## Task item
Scan the records below. List lines holding "swing".

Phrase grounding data

★ ★ ★

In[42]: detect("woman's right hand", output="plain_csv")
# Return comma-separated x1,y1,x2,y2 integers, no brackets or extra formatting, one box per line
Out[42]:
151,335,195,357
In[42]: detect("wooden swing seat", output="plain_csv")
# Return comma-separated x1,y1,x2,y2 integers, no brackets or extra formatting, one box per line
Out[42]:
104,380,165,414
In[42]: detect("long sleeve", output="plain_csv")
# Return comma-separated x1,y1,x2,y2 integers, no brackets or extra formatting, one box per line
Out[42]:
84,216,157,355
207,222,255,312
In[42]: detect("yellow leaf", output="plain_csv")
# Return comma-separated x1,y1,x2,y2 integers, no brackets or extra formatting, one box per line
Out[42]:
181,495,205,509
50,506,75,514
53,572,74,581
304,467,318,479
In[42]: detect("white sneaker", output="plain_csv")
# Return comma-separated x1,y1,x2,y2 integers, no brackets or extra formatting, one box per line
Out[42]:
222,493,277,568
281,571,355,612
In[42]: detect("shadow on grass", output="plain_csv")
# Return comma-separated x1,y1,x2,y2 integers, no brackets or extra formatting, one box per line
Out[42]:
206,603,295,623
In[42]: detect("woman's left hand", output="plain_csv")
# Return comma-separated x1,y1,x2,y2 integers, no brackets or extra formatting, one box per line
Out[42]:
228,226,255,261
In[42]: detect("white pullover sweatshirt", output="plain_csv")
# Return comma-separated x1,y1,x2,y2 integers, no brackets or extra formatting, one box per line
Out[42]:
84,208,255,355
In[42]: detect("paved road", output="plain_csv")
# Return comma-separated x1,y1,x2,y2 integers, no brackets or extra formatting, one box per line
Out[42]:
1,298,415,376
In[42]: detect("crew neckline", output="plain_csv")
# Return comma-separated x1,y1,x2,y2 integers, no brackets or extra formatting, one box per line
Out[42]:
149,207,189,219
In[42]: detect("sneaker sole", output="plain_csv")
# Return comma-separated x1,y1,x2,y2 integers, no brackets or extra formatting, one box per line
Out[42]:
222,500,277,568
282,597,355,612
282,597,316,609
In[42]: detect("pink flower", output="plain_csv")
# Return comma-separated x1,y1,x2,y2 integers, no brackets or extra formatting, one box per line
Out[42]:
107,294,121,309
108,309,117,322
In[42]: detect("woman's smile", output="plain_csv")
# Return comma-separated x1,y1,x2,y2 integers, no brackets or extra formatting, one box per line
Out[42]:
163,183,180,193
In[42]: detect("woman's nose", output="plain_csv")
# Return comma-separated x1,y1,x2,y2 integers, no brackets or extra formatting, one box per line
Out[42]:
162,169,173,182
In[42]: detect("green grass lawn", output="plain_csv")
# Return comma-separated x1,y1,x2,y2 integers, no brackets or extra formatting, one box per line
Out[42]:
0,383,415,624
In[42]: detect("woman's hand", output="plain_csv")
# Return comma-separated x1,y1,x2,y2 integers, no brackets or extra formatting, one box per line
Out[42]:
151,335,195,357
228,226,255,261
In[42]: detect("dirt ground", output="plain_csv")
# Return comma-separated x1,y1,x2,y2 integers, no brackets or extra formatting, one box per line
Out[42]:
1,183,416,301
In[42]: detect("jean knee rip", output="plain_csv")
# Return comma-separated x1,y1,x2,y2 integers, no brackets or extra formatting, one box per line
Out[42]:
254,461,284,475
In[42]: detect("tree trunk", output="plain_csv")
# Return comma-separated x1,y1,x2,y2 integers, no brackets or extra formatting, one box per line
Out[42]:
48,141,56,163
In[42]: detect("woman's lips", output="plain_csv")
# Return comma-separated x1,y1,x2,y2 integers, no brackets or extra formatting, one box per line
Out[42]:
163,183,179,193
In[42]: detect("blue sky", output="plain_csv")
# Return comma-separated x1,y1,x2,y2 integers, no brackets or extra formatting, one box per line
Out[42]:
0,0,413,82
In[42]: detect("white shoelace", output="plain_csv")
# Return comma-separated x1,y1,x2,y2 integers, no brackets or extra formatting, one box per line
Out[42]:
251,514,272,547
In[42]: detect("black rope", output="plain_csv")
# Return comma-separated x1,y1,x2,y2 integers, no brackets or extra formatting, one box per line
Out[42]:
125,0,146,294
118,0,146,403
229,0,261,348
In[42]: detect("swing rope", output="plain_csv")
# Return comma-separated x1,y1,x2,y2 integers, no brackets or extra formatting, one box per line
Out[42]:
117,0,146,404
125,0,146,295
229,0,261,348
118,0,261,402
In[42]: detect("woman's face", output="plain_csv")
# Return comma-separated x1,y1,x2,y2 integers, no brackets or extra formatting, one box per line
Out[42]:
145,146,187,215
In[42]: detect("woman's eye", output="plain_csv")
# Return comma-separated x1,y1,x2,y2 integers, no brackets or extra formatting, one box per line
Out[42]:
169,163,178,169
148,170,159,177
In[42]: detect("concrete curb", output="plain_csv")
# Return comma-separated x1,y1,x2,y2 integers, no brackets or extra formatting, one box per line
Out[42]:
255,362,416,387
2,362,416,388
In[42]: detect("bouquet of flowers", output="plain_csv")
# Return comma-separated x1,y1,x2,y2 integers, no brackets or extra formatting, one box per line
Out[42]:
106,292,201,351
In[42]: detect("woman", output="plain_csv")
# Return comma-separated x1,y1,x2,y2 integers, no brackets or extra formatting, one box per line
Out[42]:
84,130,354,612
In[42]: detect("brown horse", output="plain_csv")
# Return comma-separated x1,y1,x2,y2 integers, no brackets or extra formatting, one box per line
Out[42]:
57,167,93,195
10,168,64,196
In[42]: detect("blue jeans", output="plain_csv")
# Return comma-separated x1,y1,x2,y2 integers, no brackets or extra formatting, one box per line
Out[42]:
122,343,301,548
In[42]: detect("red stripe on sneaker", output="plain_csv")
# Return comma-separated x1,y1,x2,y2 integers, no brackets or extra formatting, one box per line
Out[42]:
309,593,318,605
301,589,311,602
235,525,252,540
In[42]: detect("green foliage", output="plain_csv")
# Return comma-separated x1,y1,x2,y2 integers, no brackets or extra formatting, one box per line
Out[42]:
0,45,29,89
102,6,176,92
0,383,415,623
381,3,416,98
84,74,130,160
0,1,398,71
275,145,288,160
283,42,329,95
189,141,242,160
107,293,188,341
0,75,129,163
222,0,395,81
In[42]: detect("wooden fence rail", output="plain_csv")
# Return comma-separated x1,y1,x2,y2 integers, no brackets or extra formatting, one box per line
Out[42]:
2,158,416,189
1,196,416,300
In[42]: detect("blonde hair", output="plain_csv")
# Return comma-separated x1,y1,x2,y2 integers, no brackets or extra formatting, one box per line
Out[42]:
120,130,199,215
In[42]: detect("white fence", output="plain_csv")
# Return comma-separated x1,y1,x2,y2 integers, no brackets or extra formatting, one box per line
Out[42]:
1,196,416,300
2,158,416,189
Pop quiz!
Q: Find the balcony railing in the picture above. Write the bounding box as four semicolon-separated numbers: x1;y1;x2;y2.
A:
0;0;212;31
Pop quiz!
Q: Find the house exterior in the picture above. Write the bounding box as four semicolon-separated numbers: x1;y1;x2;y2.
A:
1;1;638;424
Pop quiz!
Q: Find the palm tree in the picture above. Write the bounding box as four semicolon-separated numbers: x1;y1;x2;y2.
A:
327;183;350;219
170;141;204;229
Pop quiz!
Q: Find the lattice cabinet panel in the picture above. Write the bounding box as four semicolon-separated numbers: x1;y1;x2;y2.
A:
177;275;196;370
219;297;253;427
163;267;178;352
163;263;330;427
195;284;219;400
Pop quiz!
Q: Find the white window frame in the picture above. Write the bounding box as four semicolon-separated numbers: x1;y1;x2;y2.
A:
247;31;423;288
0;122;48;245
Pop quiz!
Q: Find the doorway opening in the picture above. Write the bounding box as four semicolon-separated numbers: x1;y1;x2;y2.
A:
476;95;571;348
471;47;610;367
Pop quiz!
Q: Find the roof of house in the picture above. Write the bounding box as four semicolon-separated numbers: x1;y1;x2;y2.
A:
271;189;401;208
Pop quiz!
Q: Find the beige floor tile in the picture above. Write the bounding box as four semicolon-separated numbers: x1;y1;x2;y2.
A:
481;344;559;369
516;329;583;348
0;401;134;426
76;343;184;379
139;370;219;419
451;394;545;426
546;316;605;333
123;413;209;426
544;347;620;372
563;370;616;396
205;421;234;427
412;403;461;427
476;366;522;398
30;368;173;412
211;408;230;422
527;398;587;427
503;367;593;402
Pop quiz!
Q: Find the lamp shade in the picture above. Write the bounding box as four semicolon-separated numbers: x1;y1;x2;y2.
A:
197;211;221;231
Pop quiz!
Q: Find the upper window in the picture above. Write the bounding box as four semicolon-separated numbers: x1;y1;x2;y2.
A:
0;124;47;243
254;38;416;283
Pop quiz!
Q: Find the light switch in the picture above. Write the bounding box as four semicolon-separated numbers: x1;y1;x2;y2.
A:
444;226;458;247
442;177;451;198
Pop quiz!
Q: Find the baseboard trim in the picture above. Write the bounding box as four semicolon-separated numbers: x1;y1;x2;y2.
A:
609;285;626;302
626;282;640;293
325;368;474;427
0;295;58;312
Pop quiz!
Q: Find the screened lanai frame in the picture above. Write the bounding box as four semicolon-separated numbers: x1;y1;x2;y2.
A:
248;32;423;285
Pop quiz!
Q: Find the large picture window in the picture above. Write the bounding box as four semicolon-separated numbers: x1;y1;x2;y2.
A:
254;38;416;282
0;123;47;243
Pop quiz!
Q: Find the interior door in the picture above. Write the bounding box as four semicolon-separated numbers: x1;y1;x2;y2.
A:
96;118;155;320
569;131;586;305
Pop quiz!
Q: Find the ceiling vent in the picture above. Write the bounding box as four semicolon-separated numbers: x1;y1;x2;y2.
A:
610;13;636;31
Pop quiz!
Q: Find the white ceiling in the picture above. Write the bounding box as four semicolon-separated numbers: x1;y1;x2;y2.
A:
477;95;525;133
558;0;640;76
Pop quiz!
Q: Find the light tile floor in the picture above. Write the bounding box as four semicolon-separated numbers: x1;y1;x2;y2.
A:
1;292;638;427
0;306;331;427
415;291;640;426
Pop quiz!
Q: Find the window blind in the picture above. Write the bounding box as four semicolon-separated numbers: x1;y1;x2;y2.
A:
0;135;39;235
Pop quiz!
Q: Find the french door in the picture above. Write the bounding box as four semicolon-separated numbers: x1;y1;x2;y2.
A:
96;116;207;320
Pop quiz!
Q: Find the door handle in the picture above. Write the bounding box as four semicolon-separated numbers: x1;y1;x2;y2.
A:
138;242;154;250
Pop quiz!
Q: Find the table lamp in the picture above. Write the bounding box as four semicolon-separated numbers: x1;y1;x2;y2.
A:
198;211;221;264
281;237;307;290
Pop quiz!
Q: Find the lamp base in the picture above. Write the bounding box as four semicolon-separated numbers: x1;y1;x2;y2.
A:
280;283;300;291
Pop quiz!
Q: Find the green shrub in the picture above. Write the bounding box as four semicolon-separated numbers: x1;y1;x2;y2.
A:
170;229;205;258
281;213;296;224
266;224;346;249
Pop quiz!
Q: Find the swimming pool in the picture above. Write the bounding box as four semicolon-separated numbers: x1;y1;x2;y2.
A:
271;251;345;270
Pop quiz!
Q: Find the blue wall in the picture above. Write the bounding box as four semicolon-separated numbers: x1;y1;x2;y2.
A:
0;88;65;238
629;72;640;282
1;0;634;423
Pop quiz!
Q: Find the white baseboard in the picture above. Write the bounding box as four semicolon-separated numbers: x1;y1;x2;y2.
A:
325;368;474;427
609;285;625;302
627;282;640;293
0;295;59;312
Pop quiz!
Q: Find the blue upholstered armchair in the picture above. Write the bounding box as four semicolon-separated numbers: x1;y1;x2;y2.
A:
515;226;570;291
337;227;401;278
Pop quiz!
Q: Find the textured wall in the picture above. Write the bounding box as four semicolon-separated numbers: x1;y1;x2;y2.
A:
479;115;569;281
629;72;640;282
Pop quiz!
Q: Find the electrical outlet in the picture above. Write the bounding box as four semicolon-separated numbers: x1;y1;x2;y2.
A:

★ ★ ★

## Output of the exercise
In[42]: detect("wooden swing seat", output="plain_csv")
In[42]: detect("swing rope", output="plain_csv")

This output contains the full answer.